Source document:
Australians. They’re generally happy people, right? Beer, sunshine and prawns. Happy people in shorts, sunnies and thongs (it’s a kind of footwear, honestly!) Nothing sinister about that.

And yet Australia has produced some of the darkest and weirdest speculative fiction of recent years. Authors like Margo Lanagan and Garth Nix have brought their particular brand of weirdness to a vast international audience. Veteran storytellers like Richard Harland and Robert Hood have been constructing Australian horror, not only in stories for adults, but also for children and teenagers. Hard on their heels we have a whole generation of short story writers graduating to novellas and novels, or selling stories into the professional SF and horror scene. Dark stories. Sinister stories. Strange stories.

Australia might have warm weather and a reputation for a relaxed, “no worries” attitude, but we also have a long tradition of dark, Gothic literature and a deeply uncomfortable relationship with our own history and surroundings.

This is a country, after all, full of snakes and spiders, a country where people sometimes walk into the bush and never return.

Deborah Biancotti, author of the short story collection A Book Of Endings, wrote an online essay last year in which she admitted a hatred and fear of the Australian landscape: “The sweaty, swollen rainforests that threaten, in my memory, to tip into the thin wedge of playgrounds. The vast brownness of some places, the spindly silver trees, the ungenerous scrub by the sides of roads, wild grasses that whip the edges of beaches. Strange powers control those spaces. Indifferent powers. Wind alone doesn’t describe the movement.” [poesdeadlydaughters.blogspot.com/2010/03/land-waits.html] This idea resonated with many readers, who provided a variety of responses: some were indignant at the idea that the land was in some way “out to get us” while others found that unsettling idea strangely appealing.

So why is it that Australian spec fic writers, especially those known for their short fiction, so often tend towards the dark and weird? “I think writers write in reaction to what's around them,” Biancotti suggested. “We come from a culture of ‘she'll be right, mate’, but we're not part of it--we live on the fringe. And from that vantage point, it's easier to see the darkness behind the happy-go-lucky Australian attitude. The history of white settlement is pretty savage: we practiced genocide on the native Australians and wiped out rainforests to make space for houses, we turned the place into a prison island by shipping out convicts. Oh, and there's all those wars we were dragged into as canon fodder. How can you not be affected by the anxiety that it will all be taken away from you, with a history like that?”

It’s important to note that the majority of speculative fiction published in Australia is from the perspective of non-indigenous writers, and rarely uses iconography or cultural influence of Aboriginal culture. Apart from the lack of Aboriginal writers getting their own work published, which is certainly a concern, there are also issues to do with cultural appropriation. There are taboos within Aboriginal culture surrounding the sharing and distribution of traditional stories outside one’s own family or tribe, which absolutely throws Western ideas of copyright out the window: faced with the idea that borrowing a myth could be seen as the grossest form of cultural appropriation even if the writer in question is of Aboriginal descent, most non-indigenous writers are now encouraged to steer clear of indigenous themes (this was not always the case).

Supplied entries:

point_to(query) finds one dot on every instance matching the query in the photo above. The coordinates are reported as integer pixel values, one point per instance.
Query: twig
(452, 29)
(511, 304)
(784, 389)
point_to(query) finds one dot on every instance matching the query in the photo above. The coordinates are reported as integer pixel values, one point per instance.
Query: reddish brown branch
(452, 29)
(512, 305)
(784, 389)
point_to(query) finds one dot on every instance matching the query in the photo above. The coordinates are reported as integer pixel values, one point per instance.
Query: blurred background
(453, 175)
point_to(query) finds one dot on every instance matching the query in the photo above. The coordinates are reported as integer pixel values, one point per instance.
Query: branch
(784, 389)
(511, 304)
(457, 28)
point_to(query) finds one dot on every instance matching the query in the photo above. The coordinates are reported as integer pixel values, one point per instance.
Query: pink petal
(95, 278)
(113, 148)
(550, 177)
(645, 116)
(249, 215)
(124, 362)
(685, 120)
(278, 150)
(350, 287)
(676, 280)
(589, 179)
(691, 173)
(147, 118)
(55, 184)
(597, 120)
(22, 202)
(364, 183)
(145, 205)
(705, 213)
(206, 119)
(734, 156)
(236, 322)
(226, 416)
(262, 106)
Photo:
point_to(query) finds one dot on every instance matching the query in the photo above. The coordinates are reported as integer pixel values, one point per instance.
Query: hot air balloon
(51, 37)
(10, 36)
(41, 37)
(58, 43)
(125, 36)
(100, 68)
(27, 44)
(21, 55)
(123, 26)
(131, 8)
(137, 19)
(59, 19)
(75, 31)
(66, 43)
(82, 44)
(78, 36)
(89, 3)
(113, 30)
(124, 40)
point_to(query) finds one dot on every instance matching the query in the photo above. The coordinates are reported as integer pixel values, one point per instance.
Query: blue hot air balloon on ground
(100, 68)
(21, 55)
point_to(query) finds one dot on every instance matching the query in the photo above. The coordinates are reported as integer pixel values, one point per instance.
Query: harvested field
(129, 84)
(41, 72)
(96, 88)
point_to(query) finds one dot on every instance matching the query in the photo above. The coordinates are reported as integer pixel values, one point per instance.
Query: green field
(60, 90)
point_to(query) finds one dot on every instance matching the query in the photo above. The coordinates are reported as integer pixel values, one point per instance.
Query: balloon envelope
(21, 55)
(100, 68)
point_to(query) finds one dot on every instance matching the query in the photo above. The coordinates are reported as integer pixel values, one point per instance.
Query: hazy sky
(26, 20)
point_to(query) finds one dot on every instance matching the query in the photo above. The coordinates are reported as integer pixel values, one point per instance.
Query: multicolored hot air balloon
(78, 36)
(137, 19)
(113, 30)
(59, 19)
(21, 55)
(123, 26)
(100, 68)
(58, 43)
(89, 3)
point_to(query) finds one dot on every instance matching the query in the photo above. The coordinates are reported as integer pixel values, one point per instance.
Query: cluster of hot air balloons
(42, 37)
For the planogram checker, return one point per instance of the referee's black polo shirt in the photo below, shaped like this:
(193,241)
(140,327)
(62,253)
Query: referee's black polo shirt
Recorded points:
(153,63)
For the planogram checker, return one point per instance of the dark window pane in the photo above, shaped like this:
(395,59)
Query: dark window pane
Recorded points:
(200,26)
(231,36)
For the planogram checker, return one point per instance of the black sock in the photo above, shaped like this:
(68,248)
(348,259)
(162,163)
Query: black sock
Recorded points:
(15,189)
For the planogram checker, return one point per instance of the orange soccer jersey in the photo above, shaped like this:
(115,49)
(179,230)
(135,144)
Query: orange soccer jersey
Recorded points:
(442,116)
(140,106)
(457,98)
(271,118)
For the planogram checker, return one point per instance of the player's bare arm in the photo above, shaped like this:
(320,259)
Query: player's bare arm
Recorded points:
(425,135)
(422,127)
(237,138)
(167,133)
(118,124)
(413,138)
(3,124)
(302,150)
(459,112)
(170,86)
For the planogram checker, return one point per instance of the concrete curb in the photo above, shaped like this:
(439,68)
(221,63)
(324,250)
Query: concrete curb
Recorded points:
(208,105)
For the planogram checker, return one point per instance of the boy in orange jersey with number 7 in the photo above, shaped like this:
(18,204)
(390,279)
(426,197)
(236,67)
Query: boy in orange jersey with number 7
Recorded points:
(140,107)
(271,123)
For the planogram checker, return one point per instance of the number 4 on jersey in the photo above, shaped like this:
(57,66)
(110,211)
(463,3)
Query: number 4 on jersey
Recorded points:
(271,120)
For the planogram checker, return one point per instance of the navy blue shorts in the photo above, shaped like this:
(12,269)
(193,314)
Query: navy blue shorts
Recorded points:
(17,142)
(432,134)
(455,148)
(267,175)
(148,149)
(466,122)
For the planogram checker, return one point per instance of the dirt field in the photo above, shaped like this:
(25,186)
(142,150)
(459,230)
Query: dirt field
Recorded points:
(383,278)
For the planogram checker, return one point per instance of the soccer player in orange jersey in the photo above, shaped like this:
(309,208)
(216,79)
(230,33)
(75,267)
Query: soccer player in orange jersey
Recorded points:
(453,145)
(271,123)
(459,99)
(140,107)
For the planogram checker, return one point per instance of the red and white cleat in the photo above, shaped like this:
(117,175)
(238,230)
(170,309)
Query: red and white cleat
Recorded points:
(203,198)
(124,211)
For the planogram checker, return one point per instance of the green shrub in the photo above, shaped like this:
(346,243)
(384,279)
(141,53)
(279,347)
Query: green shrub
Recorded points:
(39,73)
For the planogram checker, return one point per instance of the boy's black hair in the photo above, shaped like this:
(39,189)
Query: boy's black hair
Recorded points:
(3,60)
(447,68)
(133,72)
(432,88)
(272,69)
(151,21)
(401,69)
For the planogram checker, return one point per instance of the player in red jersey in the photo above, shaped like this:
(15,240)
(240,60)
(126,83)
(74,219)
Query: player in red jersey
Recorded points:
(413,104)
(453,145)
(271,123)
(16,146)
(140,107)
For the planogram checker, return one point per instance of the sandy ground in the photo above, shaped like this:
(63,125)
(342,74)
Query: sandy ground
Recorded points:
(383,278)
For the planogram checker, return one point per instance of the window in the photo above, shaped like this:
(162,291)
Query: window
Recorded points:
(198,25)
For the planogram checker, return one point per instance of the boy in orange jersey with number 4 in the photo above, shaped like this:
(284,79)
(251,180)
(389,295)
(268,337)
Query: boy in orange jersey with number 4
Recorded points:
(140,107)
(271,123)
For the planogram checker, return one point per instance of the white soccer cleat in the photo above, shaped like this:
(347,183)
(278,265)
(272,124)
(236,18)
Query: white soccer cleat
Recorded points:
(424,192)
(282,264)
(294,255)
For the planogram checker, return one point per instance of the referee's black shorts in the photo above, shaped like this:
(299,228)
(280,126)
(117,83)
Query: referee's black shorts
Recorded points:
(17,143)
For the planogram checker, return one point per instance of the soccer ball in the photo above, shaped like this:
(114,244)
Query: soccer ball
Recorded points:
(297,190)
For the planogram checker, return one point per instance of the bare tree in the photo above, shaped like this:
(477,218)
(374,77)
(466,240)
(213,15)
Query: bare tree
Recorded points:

Do this: Name every writer mentioned by name in the text on Australian speculative fiction.

Solved exercise: Margo Lanagan, Garth Nix, Richard Harland, Robert Hood, Deborah Biancotti